<<<<

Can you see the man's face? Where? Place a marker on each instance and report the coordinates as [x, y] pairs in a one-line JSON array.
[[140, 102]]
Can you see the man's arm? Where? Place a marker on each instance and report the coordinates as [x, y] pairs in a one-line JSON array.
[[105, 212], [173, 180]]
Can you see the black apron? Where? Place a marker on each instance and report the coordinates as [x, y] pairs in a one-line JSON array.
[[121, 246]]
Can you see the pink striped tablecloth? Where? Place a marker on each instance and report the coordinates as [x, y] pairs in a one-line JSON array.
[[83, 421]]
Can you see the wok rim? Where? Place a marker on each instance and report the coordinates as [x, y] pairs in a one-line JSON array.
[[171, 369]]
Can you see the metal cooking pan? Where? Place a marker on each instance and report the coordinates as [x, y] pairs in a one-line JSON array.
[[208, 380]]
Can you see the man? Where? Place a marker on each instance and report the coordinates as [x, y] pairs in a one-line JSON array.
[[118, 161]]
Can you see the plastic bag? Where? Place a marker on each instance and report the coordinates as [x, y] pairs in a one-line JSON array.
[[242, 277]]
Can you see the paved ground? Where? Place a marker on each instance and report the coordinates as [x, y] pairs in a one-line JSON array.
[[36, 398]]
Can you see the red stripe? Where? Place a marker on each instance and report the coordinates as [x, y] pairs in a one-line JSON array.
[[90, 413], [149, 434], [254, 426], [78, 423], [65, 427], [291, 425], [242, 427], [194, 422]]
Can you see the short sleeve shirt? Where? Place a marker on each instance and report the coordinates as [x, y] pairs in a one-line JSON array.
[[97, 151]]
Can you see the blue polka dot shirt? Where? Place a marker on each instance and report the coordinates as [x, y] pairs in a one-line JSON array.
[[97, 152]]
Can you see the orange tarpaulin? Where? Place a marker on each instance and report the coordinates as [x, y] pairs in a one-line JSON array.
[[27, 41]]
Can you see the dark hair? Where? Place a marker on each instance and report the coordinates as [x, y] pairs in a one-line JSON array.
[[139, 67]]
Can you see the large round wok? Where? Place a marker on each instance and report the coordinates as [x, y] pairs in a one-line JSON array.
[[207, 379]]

>>>>

Required work
Exactly as given, repeat every record above.

Output below
Can you see the man's face? Where? Place a marker on each instance and report the coordinates as [x, y] pairs in a one-line JSON array.
[[140, 102]]
Can you see the man's arm? Where? Place a marker on each instance and report the coordinates as [x, y] pairs in a one-line JSON array.
[[105, 212], [173, 180]]
Can you see the black apron? Where? Place a marker on each instance and report the coordinates as [x, y] pairs in a one-line JSON array.
[[121, 246]]
Can you see the pink striped tablecloth? Where? Place a marker on each instance and report the coordinates as [x, y] pairs in a one-line JSON array.
[[83, 421]]
Can you see the wok rim? Where? Place a marker on each instance and report the coordinates as [x, y] pairs in a one-line JSON array.
[[171, 369]]
Can you see the metal cooking pan? Where? Place a marker on each instance and report the coordinates as [x, y] pairs in a one-line JSON array.
[[208, 380]]
Can you see the man? Where? Place a marker on each instance and report the coordinates as [x, y] pairs in a one-line JSON array.
[[118, 161]]
Can you see the plastic bag? Where? Place a marker on each instance and report the coordinates as [x, y] pairs in a one-line JSON array.
[[242, 277]]
Can you see the paved ground? Where? Place a marker on each instance and report the coordinates as [x, y] pairs in a one-line JSON array.
[[36, 398]]
Can you see the red stripe? Where? Place a marker on each instance and report the coordinates as [x, y] pairs in a one-line JSON array.
[[90, 413], [149, 434], [254, 426], [78, 423], [65, 427], [291, 425], [242, 427], [194, 422]]
Can you see the short sleeve shirt? Where? Place a marker on each instance and report the coordinates as [x, y] pairs in a one-line JSON array.
[[97, 151]]
Can you see the blue polka dot shirt? Where? Place a marker on each instance and report the coordinates as [x, y] pairs in a one-line JSON array.
[[97, 152]]
Can you see the orange tarpaulin? Where? Place a marker on each instance and report the coordinates as [x, y] pairs in a one-line JSON array.
[[27, 41]]
Can you see the dark hair? Where? Place a marker on each instance and report the coordinates as [x, y] pairs in a one-line JSON array.
[[139, 67]]
Can you see the large round wok? Where? Place a marker on each instance and report the coordinates as [x, y] pairs in a one-line JSON array.
[[207, 379]]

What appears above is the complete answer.